| Task requirements |
Scan the data below and pick out the lines containing the word "trunk".
BEGIN
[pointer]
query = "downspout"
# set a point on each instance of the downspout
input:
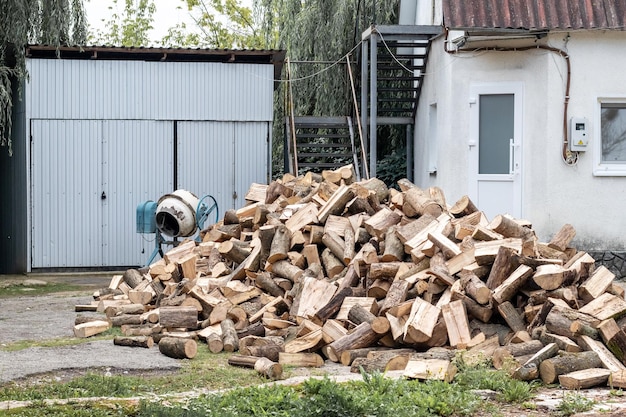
(569, 158)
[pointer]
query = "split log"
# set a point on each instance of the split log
(378, 224)
(560, 320)
(508, 352)
(229, 335)
(549, 277)
(463, 207)
(235, 250)
(265, 281)
(396, 295)
(564, 343)
(263, 366)
(511, 316)
(606, 306)
(332, 307)
(332, 265)
(506, 261)
(306, 342)
(135, 341)
(348, 356)
(596, 285)
(300, 359)
(114, 310)
(336, 203)
(118, 321)
(530, 369)
(512, 284)
(394, 249)
(358, 315)
(280, 245)
(178, 348)
(475, 288)
(457, 324)
(362, 336)
(429, 369)
(421, 323)
(215, 342)
(132, 277)
(91, 328)
(586, 378)
(178, 317)
(563, 237)
(609, 361)
(551, 368)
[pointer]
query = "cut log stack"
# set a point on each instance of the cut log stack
(321, 267)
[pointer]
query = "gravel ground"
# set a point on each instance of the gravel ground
(52, 316)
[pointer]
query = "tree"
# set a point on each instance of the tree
(316, 34)
(220, 24)
(51, 22)
(130, 26)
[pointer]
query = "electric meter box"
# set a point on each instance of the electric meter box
(578, 134)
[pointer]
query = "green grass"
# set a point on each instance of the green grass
(17, 289)
(206, 371)
(574, 403)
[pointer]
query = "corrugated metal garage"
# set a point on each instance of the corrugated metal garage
(101, 130)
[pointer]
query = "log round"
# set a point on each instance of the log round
(178, 348)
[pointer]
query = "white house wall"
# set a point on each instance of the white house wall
(103, 140)
(553, 192)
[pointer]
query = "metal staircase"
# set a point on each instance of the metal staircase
(321, 143)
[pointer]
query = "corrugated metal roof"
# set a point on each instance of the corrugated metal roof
(535, 14)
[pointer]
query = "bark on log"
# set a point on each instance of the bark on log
(358, 315)
(132, 277)
(280, 245)
(362, 336)
(178, 348)
(507, 261)
(134, 341)
(505, 353)
(264, 281)
(263, 366)
(229, 336)
(333, 306)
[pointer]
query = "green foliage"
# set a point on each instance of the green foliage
(573, 404)
(318, 35)
(52, 22)
(221, 24)
(129, 26)
(19, 289)
(484, 377)
(72, 410)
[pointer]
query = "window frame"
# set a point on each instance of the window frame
(601, 169)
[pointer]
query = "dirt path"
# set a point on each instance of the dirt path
(52, 316)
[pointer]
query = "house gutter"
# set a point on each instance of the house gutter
(569, 158)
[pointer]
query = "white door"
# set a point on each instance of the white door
(65, 191)
(495, 148)
(138, 165)
(88, 176)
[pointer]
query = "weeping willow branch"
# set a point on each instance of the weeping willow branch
(51, 22)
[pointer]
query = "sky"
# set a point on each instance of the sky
(168, 13)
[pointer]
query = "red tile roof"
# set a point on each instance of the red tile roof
(535, 14)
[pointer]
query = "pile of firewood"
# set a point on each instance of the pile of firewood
(321, 267)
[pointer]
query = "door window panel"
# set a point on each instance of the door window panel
(496, 129)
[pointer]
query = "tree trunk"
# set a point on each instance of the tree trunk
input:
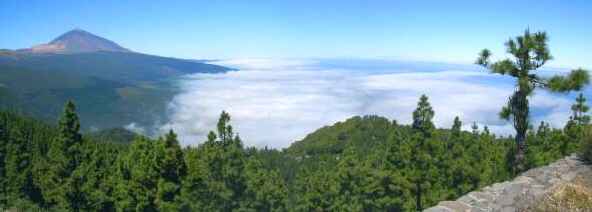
(520, 110)
(418, 205)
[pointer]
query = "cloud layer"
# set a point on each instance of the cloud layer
(275, 102)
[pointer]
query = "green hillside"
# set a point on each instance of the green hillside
(113, 88)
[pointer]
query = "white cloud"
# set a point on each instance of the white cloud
(285, 100)
(135, 128)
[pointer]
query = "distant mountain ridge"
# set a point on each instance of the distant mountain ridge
(112, 85)
(77, 41)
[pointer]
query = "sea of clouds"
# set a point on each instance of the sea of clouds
(276, 102)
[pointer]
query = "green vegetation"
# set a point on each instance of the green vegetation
(112, 89)
(530, 52)
(363, 164)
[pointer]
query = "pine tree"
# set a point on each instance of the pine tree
(530, 52)
(173, 169)
(3, 151)
(456, 127)
(64, 157)
(579, 110)
(422, 116)
(423, 151)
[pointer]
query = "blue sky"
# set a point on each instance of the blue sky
(450, 31)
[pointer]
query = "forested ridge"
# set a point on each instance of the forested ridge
(366, 163)
(362, 164)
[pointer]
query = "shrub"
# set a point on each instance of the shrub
(586, 146)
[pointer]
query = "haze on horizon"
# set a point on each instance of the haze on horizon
(408, 30)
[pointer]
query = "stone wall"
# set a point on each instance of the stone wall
(523, 191)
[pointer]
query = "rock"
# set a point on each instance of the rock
(522, 191)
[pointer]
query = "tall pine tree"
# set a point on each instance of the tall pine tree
(530, 52)
(64, 157)
(579, 110)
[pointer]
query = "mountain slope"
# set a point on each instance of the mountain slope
(112, 86)
(77, 41)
END
| Task result |
query = "tree trunk"
# set a point on each instance of the tree trunk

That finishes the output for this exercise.